----- Excerpted data

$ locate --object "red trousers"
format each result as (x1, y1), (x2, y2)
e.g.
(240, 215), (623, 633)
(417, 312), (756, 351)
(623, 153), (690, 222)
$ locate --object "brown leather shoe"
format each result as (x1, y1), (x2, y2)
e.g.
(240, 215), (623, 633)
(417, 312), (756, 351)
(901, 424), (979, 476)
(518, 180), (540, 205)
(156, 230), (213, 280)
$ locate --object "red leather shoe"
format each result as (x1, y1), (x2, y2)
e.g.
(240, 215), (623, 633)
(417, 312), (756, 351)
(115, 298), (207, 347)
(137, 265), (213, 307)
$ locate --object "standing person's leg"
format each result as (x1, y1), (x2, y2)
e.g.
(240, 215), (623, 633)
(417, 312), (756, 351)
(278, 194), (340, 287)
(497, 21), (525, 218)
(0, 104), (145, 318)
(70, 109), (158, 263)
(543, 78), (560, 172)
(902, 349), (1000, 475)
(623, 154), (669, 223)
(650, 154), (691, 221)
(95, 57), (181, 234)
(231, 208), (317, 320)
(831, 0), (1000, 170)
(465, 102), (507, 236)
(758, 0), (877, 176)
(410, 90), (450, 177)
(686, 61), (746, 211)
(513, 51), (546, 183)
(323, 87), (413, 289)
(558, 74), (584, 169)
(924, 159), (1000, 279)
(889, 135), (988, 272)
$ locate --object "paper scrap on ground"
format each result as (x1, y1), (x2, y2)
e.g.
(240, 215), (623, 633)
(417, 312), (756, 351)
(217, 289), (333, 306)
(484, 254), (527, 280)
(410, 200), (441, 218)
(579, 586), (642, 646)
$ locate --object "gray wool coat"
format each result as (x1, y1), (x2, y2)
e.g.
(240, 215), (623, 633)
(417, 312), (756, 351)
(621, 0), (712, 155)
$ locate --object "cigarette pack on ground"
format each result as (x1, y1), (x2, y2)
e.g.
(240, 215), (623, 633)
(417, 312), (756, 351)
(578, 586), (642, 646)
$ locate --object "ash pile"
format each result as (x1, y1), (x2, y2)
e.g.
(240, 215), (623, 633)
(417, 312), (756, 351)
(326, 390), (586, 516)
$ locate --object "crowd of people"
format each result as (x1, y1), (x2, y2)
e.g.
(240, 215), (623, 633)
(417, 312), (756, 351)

----------

* _Instructions for the task_: Restate the entries. Match them exactly.

* _Expected answer_:
$ locate --object "red trousers"
format each result as (x1, y1), (x2, y2)
e.g.
(240, 215), (623, 633)
(417, 312), (756, 351)
(623, 153), (690, 222)
$ locate --object "brown leather shoe"
format each result as (x1, y1), (x2, y2)
e.g.
(240, 215), (623, 633)
(417, 312), (756, 351)
(901, 424), (979, 476)
(518, 180), (540, 205)
(156, 230), (213, 280)
$ locate --object "red leather shoe"
format each result as (x1, y1), (x2, y2)
e.g.
(240, 215), (623, 633)
(417, 312), (756, 351)
(115, 298), (207, 347)
(137, 265), (213, 307)
$ locate --object "standing person's leg"
format each result as (x1, y1), (x2, y2)
e.g.
(240, 215), (623, 633)
(417, 312), (756, 351)
(278, 194), (340, 287)
(497, 21), (525, 218)
(0, 104), (145, 318)
(70, 109), (158, 263)
(543, 78), (560, 172)
(902, 349), (1000, 475)
(623, 154), (669, 223)
(650, 154), (691, 221)
(95, 57), (181, 234)
(231, 208), (317, 320)
(831, 0), (1000, 170)
(465, 102), (507, 236)
(758, 0), (877, 176)
(410, 90), (450, 177)
(686, 61), (746, 211)
(513, 51), (546, 183)
(323, 87), (413, 289)
(558, 74), (584, 169)
(924, 159), (1000, 279)
(889, 135), (988, 272)
$ locate --object "paper scrap on ground"
format each result as (x1, y1), (x2, y2)
e.g.
(240, 215), (623, 633)
(417, 312), (756, 351)
(217, 289), (333, 306)
(484, 254), (527, 280)
(410, 200), (441, 218)
(579, 586), (642, 646)
$ locate --object "gray wool coat"
format each result as (x1, y1), (x2, y2)
e.g.
(240, 215), (623, 633)
(417, 312), (756, 351)
(621, 0), (712, 155)
$ locate --object "cigarette pack on ground"
format each result as (x1, y1), (x2, y2)
e.g.
(240, 215), (623, 633)
(417, 312), (756, 351)
(578, 586), (642, 646)
$ locate --object "ash pile"
format each result as (x1, y1), (x2, y2)
e.g.
(240, 215), (623, 633)
(417, 312), (756, 351)
(326, 390), (586, 516)
$ locate --object "crowd of people"
format each result as (x1, y1), (x2, y2)
e.g.
(240, 215), (623, 633)
(417, 312), (756, 351)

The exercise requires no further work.